=== RAW RECORDS ===
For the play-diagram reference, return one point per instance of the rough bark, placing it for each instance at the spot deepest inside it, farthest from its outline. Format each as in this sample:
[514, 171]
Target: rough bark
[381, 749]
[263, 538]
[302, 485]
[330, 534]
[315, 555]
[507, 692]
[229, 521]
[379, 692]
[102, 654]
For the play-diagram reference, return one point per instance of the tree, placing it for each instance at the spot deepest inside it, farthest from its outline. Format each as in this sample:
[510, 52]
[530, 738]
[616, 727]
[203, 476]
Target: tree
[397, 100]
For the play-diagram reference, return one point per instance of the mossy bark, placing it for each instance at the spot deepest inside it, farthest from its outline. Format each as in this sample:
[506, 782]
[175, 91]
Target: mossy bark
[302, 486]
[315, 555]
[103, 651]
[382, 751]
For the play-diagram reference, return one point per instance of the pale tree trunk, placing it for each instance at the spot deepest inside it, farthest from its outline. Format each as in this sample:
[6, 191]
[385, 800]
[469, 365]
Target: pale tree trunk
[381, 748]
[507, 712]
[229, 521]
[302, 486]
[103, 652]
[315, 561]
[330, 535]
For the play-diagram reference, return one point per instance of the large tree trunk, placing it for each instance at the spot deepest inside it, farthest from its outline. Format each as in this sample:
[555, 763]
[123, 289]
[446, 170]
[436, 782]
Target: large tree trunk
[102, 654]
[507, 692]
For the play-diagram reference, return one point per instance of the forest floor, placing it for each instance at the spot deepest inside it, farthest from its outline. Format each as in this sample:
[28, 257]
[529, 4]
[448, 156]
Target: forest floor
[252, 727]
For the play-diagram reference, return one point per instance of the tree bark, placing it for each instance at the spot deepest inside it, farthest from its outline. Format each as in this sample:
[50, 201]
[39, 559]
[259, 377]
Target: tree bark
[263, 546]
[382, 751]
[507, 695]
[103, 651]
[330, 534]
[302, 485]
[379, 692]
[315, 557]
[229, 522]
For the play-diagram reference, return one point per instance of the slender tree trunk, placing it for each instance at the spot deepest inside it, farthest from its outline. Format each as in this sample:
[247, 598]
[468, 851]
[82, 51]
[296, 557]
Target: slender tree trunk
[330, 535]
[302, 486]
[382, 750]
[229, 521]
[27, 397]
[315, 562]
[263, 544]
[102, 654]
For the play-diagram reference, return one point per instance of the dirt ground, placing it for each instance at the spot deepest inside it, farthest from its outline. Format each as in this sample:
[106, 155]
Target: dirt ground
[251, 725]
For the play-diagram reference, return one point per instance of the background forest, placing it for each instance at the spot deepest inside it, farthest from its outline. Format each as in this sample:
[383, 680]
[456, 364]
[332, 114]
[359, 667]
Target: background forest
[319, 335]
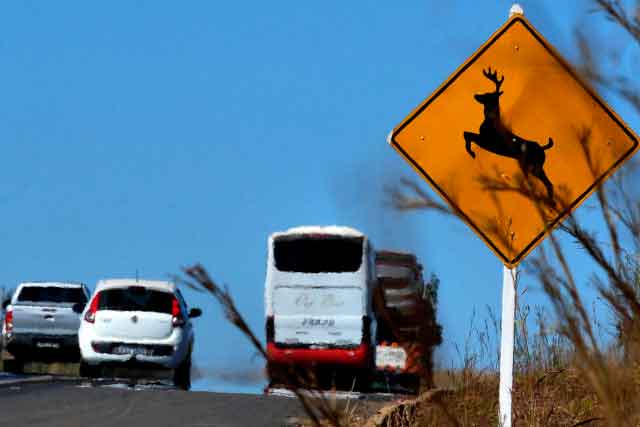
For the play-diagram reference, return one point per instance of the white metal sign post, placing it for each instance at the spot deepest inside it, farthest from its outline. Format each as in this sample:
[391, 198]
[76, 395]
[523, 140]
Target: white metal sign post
[506, 344]
[507, 323]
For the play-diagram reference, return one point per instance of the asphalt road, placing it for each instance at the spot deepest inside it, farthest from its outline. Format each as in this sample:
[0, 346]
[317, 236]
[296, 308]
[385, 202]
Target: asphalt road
[73, 404]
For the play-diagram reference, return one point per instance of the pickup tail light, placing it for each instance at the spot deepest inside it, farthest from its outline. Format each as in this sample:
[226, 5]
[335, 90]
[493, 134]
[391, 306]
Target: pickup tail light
[177, 318]
[90, 315]
[8, 321]
[270, 329]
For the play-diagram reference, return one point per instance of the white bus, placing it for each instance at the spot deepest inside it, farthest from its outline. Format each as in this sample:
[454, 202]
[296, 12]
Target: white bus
[318, 298]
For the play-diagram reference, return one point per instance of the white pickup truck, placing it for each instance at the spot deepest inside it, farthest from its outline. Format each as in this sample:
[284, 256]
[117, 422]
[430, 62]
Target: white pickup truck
[40, 322]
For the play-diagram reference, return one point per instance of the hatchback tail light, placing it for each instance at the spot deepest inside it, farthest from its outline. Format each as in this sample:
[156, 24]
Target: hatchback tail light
[176, 312]
[90, 315]
[366, 329]
[8, 320]
[270, 329]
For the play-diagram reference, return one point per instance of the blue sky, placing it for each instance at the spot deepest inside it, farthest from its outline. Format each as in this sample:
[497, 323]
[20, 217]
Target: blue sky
[145, 136]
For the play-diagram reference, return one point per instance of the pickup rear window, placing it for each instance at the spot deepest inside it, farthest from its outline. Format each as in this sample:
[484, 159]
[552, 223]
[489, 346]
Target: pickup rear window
[55, 294]
[135, 298]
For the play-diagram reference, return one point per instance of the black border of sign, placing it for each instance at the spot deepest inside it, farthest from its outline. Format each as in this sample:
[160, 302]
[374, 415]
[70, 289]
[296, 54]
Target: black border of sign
[520, 256]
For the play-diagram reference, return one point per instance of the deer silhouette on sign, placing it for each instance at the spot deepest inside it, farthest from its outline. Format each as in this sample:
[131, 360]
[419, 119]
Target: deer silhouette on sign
[497, 138]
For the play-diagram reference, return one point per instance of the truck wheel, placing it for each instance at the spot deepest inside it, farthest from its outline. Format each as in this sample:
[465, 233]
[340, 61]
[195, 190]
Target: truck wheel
[182, 374]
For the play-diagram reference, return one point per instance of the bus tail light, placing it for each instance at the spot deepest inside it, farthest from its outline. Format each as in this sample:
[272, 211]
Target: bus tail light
[8, 321]
[270, 329]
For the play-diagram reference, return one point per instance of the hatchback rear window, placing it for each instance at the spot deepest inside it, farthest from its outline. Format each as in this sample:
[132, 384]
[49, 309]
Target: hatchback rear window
[135, 298]
[330, 254]
[54, 294]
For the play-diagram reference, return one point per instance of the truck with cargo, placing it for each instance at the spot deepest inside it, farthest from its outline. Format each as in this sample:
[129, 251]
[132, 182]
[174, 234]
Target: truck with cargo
[408, 331]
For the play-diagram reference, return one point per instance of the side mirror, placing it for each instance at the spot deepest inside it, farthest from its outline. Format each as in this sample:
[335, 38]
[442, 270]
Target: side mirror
[78, 307]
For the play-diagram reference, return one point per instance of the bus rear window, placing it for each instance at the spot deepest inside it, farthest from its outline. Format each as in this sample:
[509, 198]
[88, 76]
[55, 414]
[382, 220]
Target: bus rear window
[319, 255]
[135, 298]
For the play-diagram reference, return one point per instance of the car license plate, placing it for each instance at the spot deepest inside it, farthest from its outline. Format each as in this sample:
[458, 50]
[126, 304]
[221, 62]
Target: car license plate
[132, 350]
[47, 344]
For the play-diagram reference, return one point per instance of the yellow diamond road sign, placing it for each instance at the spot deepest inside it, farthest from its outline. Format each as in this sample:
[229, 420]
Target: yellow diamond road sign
[514, 141]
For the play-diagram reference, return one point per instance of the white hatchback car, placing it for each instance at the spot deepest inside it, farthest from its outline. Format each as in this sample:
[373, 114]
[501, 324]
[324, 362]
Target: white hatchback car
[137, 322]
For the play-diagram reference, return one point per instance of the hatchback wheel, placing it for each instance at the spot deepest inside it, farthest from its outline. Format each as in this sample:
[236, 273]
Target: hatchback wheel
[182, 374]
[90, 371]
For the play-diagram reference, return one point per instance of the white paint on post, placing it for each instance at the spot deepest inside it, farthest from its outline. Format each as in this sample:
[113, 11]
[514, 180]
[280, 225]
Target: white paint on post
[506, 344]
[508, 321]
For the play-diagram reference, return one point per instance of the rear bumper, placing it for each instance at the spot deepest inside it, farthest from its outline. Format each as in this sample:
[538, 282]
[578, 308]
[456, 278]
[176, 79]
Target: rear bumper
[33, 345]
[93, 352]
[358, 357]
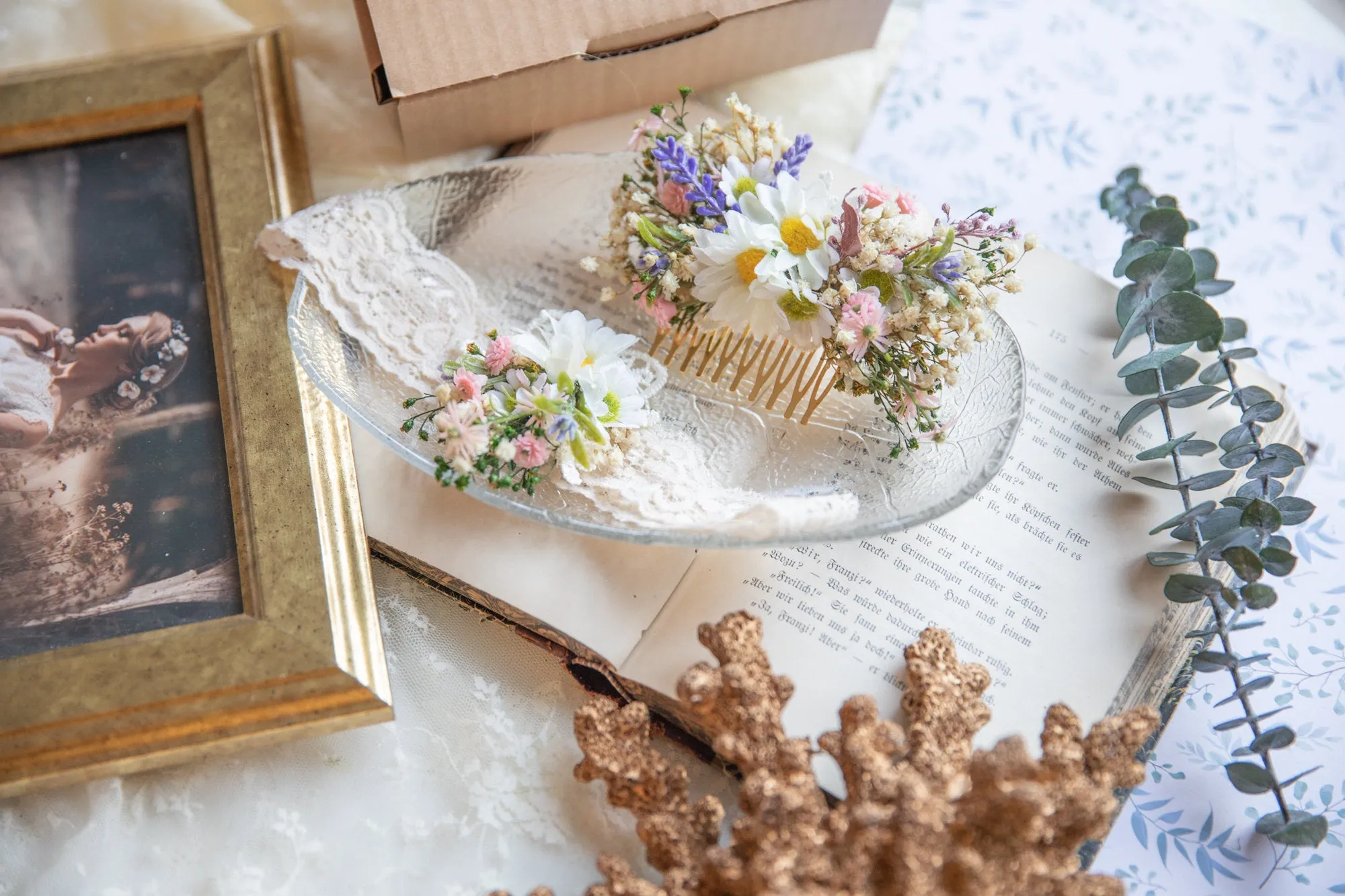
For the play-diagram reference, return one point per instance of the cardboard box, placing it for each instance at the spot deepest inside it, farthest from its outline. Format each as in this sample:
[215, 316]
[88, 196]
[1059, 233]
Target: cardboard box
[475, 72]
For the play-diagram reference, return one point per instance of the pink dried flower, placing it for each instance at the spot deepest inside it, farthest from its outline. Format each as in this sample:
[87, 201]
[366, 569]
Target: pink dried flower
[642, 131]
[498, 356]
[875, 196]
[863, 319]
[531, 451]
[661, 310]
[673, 196]
[467, 386]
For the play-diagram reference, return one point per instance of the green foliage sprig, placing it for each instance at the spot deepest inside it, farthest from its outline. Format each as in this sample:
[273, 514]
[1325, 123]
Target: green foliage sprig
[1167, 303]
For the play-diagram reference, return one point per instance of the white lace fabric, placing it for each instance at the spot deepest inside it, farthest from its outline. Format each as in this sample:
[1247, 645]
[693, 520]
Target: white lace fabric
[412, 307]
[408, 304]
[26, 384]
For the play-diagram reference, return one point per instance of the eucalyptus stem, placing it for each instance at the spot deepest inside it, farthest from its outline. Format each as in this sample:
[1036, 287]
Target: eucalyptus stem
[1217, 602]
[1167, 302]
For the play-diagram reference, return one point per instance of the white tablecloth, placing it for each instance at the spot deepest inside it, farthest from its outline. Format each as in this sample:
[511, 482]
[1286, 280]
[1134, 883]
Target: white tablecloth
[470, 788]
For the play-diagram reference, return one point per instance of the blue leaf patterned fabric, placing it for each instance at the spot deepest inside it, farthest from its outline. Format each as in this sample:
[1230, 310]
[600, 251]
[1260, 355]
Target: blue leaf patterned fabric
[1034, 106]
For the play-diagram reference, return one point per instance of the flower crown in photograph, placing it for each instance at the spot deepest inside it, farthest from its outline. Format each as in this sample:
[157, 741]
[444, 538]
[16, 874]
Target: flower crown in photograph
[742, 257]
[154, 373]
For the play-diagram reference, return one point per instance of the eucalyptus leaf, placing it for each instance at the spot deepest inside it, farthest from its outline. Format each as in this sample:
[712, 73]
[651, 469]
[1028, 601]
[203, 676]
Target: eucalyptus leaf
[1168, 559]
[1175, 373]
[1199, 510]
[1273, 489]
[1249, 396]
[1137, 413]
[1293, 510]
[1278, 450]
[1258, 595]
[1238, 537]
[1129, 296]
[1250, 778]
[1168, 227]
[1264, 412]
[1156, 275]
[1184, 317]
[1239, 435]
[1204, 482]
[1132, 252]
[1241, 456]
[1245, 563]
[1214, 373]
[1239, 354]
[1304, 829]
[1155, 360]
[1183, 588]
[1278, 561]
[1270, 467]
[1214, 661]
[1196, 447]
[1164, 450]
[1190, 396]
[1214, 287]
[1277, 737]
[1257, 684]
[1156, 483]
[1206, 263]
[1262, 514]
[1235, 329]
[1211, 526]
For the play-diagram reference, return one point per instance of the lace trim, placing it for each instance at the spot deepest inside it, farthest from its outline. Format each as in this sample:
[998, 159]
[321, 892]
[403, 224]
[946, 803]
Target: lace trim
[411, 307]
[26, 384]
===
# THE EXERCISE:
Return, word for word, the stretch of lines from the one containing "the blue leaf" through the one containing "[1034, 106]".

# REPLY TO THE TASK:
For the play-diagram reference, return one point per instance of the blue leaf patterned fabric, placing it for each instance at the spot deepest inside it, farthest from its outline. Format each as in this sample:
[1230, 310]
[600, 251]
[1260, 355]
Target: blue leaf patterned fabric
[1034, 106]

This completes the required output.